Task. In the records, each line holding "capped" must be reported.

== The data ==

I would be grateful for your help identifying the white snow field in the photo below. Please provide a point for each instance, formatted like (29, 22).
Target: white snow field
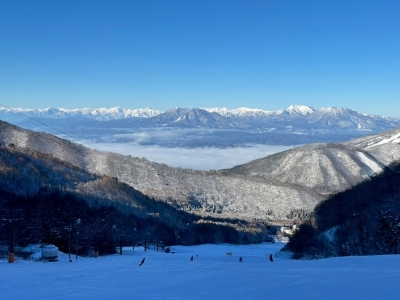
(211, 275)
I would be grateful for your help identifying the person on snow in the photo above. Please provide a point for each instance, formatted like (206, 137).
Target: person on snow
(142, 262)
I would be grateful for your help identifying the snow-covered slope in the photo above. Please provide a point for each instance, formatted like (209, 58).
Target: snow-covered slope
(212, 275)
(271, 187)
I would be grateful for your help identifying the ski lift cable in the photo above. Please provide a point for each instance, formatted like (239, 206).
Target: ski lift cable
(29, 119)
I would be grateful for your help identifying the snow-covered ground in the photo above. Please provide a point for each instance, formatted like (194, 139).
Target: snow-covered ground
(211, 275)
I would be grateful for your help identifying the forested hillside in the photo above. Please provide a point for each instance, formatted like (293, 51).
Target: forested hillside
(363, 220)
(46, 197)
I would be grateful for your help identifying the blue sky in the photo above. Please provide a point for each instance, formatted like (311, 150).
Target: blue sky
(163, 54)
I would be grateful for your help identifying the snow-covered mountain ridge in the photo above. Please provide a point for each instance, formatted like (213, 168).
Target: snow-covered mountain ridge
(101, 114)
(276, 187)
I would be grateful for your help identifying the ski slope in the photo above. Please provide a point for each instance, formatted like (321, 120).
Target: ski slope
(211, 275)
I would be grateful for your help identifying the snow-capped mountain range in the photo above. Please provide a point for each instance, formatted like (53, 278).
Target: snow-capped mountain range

===

Response to the exercise.
I would be grateful for your help identifying the snow-capped mountain range in the photo above. Please provide a point for each instance, formatted like (53, 278).
Target: snow-capped mountain range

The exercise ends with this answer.